_What you will do_: Please output exactly the part of the records below that opens with the line containing "bare shrub in" and closes with the line containing "blue winter coat", both lines included, and nothing else.

_Excerpted data_:
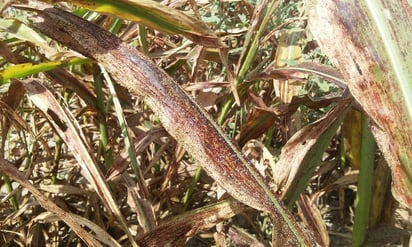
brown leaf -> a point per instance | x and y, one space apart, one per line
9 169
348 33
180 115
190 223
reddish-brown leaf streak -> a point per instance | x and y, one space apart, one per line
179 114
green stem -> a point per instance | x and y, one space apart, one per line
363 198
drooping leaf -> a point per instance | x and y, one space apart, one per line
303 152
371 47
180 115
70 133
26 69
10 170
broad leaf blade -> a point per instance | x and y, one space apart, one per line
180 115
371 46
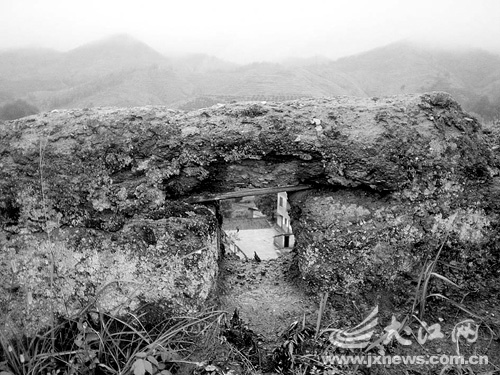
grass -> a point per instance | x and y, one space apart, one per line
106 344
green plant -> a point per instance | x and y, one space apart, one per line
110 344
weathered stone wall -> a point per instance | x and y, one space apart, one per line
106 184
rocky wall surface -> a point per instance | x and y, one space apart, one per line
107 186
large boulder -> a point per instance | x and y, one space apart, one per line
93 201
...
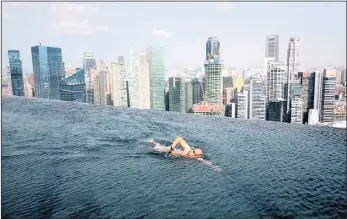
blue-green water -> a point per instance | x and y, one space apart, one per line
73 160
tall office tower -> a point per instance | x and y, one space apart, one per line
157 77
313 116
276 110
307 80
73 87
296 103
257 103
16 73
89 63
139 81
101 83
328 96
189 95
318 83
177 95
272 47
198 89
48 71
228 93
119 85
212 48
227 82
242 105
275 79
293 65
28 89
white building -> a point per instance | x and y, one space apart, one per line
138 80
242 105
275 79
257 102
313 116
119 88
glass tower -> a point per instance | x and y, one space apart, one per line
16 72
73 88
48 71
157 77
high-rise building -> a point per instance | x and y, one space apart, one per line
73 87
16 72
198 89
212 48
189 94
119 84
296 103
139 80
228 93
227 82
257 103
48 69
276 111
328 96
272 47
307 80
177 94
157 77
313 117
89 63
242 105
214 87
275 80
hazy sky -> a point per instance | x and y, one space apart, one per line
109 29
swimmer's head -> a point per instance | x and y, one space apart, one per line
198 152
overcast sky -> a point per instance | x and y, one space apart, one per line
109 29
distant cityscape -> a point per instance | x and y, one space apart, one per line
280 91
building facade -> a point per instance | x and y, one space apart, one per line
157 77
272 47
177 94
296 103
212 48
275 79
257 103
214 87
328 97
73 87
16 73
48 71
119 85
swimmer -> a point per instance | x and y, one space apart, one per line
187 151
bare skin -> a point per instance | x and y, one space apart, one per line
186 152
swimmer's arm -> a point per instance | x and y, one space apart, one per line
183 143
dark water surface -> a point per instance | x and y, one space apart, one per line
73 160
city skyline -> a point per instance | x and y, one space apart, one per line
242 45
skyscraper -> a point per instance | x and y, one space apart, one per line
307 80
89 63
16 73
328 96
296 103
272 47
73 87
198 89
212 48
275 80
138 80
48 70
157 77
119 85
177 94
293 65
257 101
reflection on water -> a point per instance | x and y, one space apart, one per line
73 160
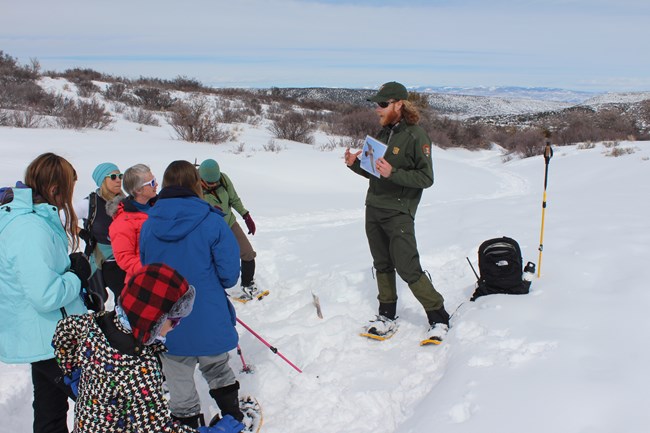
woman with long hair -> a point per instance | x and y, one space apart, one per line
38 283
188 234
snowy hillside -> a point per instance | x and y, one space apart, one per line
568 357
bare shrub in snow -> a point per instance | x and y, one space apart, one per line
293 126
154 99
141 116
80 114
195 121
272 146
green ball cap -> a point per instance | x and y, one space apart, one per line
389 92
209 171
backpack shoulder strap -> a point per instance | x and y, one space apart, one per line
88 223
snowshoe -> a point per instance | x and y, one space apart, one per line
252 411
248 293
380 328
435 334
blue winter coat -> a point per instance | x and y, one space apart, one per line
==
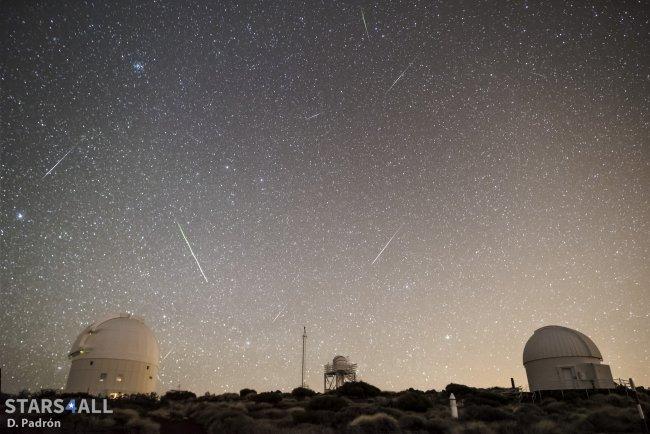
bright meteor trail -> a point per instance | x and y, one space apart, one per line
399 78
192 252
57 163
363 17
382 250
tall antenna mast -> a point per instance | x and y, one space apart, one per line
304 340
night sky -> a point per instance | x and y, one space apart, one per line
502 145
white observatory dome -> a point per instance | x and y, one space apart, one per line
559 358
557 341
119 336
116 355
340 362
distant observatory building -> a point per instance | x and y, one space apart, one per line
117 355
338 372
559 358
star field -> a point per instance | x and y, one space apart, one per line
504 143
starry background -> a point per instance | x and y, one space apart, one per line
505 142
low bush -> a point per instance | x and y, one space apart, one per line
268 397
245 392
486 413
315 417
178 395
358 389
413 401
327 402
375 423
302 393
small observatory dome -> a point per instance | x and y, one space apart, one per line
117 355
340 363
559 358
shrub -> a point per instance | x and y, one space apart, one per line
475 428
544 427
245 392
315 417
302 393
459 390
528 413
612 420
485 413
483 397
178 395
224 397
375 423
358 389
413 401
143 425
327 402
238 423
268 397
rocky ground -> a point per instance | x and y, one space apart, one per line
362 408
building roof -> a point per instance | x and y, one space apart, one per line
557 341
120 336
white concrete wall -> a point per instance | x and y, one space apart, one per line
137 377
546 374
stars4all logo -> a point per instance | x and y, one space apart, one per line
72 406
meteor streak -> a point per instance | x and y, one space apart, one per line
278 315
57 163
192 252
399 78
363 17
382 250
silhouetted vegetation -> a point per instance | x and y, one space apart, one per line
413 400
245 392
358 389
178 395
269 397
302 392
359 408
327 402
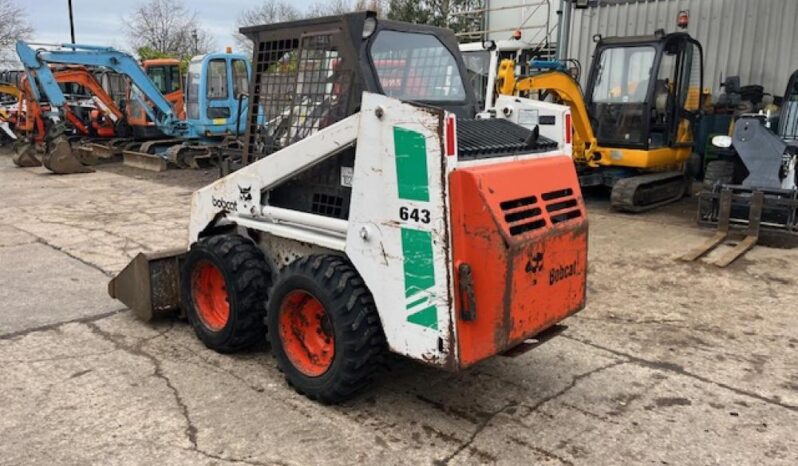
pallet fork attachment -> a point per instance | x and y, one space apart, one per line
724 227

_Output below_:
bare shrub in snow -> a point per instance | x and y, one space apart, one per line
293 126
154 99
141 116
80 114
195 121
272 146
green ball cap -> a point per instance | x and y, one space apart, one per line
389 92
209 171
backpack shoulder strap -> a point per instance | x and y, one space apart, one per line
88 223
snowshoe -> a point per instance | x and y, one space apart, one per line
252 411
248 293
380 328
435 334
blue winter coat -> a point per instance | x and y, one space apart, one per line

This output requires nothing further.